## Brief
State how many of the lines below contain the word "boulder", and give only that number.

## Dataset records
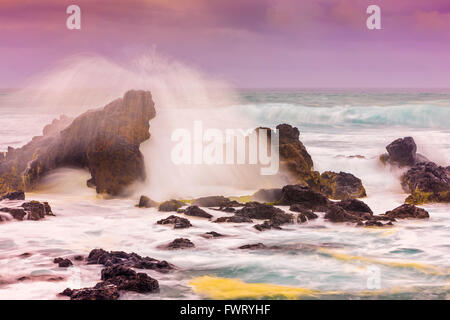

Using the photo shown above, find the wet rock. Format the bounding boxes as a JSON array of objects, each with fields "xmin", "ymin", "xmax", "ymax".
[
  {"xmin": 138, "ymin": 196, "xmax": 159, "ymax": 208},
  {"xmin": 87, "ymin": 249, "xmax": 174, "ymax": 273},
  {"xmin": 252, "ymin": 188, "xmax": 281, "ymax": 202},
  {"xmin": 156, "ymin": 215, "xmax": 192, "ymax": 229},
  {"xmin": 60, "ymin": 284, "xmax": 120, "ymax": 300},
  {"xmin": 53, "ymin": 258, "xmax": 73, "ymax": 268},
  {"xmin": 184, "ymin": 206, "xmax": 213, "ymax": 219},
  {"xmin": 276, "ymin": 184, "xmax": 329, "ymax": 210},
  {"xmin": 384, "ymin": 204, "xmax": 430, "ymax": 219},
  {"xmin": 158, "ymin": 199, "xmax": 184, "ymax": 212},
  {"xmin": 201, "ymin": 231, "xmax": 225, "ymax": 239},
  {"xmin": 0, "ymin": 191, "xmax": 25, "ymax": 201},
  {"xmin": 214, "ymin": 215, "xmax": 253, "ymax": 223},
  {"xmin": 320, "ymin": 171, "xmax": 366, "ymax": 200},
  {"xmin": 160, "ymin": 238, "xmax": 195, "ymax": 250},
  {"xmin": 192, "ymin": 196, "xmax": 241, "ymax": 207},
  {"xmin": 401, "ymin": 162, "xmax": 450, "ymax": 204},
  {"xmin": 0, "ymin": 91, "xmax": 155, "ymax": 196}
]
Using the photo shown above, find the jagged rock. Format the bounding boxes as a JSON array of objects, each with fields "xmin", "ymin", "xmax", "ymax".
[
  {"xmin": 0, "ymin": 91, "xmax": 155, "ymax": 195},
  {"xmin": 192, "ymin": 196, "xmax": 241, "ymax": 207},
  {"xmin": 60, "ymin": 285, "xmax": 120, "ymax": 300},
  {"xmin": 320, "ymin": 171, "xmax": 366, "ymax": 200},
  {"xmin": 87, "ymin": 249, "xmax": 174, "ymax": 273},
  {"xmin": 384, "ymin": 204, "xmax": 430, "ymax": 219},
  {"xmin": 158, "ymin": 199, "xmax": 184, "ymax": 212},
  {"xmin": 0, "ymin": 191, "xmax": 25, "ymax": 201},
  {"xmin": 53, "ymin": 258, "xmax": 73, "ymax": 268},
  {"xmin": 184, "ymin": 206, "xmax": 213, "ymax": 219},
  {"xmin": 252, "ymin": 188, "xmax": 281, "ymax": 202},
  {"xmin": 214, "ymin": 215, "xmax": 253, "ymax": 223},
  {"xmin": 156, "ymin": 215, "xmax": 192, "ymax": 229},
  {"xmin": 138, "ymin": 196, "xmax": 159, "ymax": 208},
  {"xmin": 276, "ymin": 184, "xmax": 329, "ymax": 210},
  {"xmin": 159, "ymin": 238, "xmax": 195, "ymax": 250},
  {"xmin": 401, "ymin": 162, "xmax": 450, "ymax": 204}
]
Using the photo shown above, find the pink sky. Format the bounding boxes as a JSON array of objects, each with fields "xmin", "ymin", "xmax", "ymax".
[{"xmin": 0, "ymin": 0, "xmax": 450, "ymax": 88}]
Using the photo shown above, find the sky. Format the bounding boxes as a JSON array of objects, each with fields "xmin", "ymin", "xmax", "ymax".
[{"xmin": 0, "ymin": 0, "xmax": 450, "ymax": 88}]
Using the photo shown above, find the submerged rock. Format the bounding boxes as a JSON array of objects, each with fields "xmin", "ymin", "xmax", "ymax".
[
  {"xmin": 401, "ymin": 162, "xmax": 450, "ymax": 204},
  {"xmin": 384, "ymin": 204, "xmax": 430, "ymax": 219},
  {"xmin": 192, "ymin": 196, "xmax": 241, "ymax": 207},
  {"xmin": 276, "ymin": 184, "xmax": 329, "ymax": 210},
  {"xmin": 252, "ymin": 188, "xmax": 281, "ymax": 202},
  {"xmin": 0, "ymin": 91, "xmax": 155, "ymax": 195},
  {"xmin": 156, "ymin": 215, "xmax": 192, "ymax": 229},
  {"xmin": 320, "ymin": 171, "xmax": 366, "ymax": 200},
  {"xmin": 137, "ymin": 196, "xmax": 159, "ymax": 208},
  {"xmin": 159, "ymin": 238, "xmax": 195, "ymax": 250},
  {"xmin": 158, "ymin": 199, "xmax": 184, "ymax": 212},
  {"xmin": 184, "ymin": 206, "xmax": 213, "ymax": 219}
]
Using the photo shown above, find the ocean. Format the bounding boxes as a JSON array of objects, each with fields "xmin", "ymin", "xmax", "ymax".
[{"xmin": 0, "ymin": 90, "xmax": 450, "ymax": 299}]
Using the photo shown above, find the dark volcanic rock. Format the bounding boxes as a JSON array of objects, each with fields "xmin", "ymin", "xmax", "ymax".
[
  {"xmin": 60, "ymin": 285, "xmax": 120, "ymax": 300},
  {"xmin": 87, "ymin": 249, "xmax": 174, "ymax": 273},
  {"xmin": 192, "ymin": 196, "xmax": 241, "ymax": 207},
  {"xmin": 0, "ymin": 191, "xmax": 25, "ymax": 201},
  {"xmin": 320, "ymin": 171, "xmax": 366, "ymax": 200},
  {"xmin": 160, "ymin": 238, "xmax": 195, "ymax": 250},
  {"xmin": 277, "ymin": 184, "xmax": 329, "ymax": 210},
  {"xmin": 252, "ymin": 188, "xmax": 281, "ymax": 202},
  {"xmin": 53, "ymin": 258, "xmax": 73, "ymax": 268},
  {"xmin": 156, "ymin": 215, "xmax": 192, "ymax": 229},
  {"xmin": 214, "ymin": 215, "xmax": 253, "ymax": 223},
  {"xmin": 0, "ymin": 91, "xmax": 155, "ymax": 195},
  {"xmin": 401, "ymin": 162, "xmax": 450, "ymax": 204},
  {"xmin": 138, "ymin": 196, "xmax": 159, "ymax": 208},
  {"xmin": 385, "ymin": 204, "xmax": 430, "ymax": 219},
  {"xmin": 158, "ymin": 199, "xmax": 184, "ymax": 212},
  {"xmin": 184, "ymin": 206, "xmax": 213, "ymax": 219}
]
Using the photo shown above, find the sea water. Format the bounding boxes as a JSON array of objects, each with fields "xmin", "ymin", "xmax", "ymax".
[{"xmin": 0, "ymin": 90, "xmax": 450, "ymax": 299}]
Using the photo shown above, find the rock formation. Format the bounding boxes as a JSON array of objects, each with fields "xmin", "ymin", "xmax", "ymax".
[{"xmin": 0, "ymin": 91, "xmax": 155, "ymax": 196}]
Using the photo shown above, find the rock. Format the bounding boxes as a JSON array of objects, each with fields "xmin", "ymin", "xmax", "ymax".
[
  {"xmin": 0, "ymin": 191, "xmax": 25, "ymax": 201},
  {"xmin": 184, "ymin": 206, "xmax": 213, "ymax": 219},
  {"xmin": 325, "ymin": 204, "xmax": 362, "ymax": 222},
  {"xmin": 320, "ymin": 171, "xmax": 366, "ymax": 200},
  {"xmin": 156, "ymin": 215, "xmax": 192, "ymax": 229},
  {"xmin": 214, "ymin": 215, "xmax": 253, "ymax": 223},
  {"xmin": 276, "ymin": 184, "xmax": 329, "ymax": 210},
  {"xmin": 158, "ymin": 199, "xmax": 184, "ymax": 212},
  {"xmin": 201, "ymin": 231, "xmax": 225, "ymax": 239},
  {"xmin": 160, "ymin": 238, "xmax": 195, "ymax": 250},
  {"xmin": 384, "ymin": 204, "xmax": 430, "ymax": 219},
  {"xmin": 53, "ymin": 258, "xmax": 73, "ymax": 268},
  {"xmin": 401, "ymin": 162, "xmax": 450, "ymax": 204},
  {"xmin": 192, "ymin": 196, "xmax": 241, "ymax": 207},
  {"xmin": 252, "ymin": 188, "xmax": 281, "ymax": 202},
  {"xmin": 60, "ymin": 285, "xmax": 120, "ymax": 300},
  {"xmin": 138, "ymin": 196, "xmax": 159, "ymax": 208},
  {"xmin": 0, "ymin": 91, "xmax": 155, "ymax": 196},
  {"xmin": 87, "ymin": 249, "xmax": 174, "ymax": 273}
]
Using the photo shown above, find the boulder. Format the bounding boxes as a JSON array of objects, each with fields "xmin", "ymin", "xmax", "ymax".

## Exercise response
1